ABOUT THIS TASK
Track down each line below containing the string "wearing" and copy it.

[Natural language region descriptions]
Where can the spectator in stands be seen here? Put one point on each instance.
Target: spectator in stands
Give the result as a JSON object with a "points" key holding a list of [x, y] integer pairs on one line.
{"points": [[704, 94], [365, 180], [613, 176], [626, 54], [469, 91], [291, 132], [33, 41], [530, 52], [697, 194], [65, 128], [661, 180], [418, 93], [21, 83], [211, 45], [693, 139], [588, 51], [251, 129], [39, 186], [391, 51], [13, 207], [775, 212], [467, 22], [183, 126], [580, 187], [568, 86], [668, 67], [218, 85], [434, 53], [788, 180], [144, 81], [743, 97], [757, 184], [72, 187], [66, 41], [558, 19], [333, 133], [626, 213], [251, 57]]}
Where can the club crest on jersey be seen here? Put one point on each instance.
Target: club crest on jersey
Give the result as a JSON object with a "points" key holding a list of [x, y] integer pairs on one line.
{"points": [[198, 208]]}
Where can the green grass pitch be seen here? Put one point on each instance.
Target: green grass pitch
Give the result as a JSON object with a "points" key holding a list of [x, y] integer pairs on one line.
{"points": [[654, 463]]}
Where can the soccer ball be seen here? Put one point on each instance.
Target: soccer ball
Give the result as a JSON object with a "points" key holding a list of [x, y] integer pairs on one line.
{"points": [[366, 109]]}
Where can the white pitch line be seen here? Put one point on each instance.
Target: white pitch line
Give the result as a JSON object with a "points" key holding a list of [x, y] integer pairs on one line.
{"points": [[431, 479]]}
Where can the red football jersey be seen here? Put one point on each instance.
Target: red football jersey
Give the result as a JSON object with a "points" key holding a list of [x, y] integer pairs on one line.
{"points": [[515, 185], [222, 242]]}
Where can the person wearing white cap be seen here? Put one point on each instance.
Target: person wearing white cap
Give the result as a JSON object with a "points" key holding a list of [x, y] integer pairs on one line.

TASK RESPONSE
Where can the person wearing white cap be seen here? Put one point on each instance.
Target: person wearing white cap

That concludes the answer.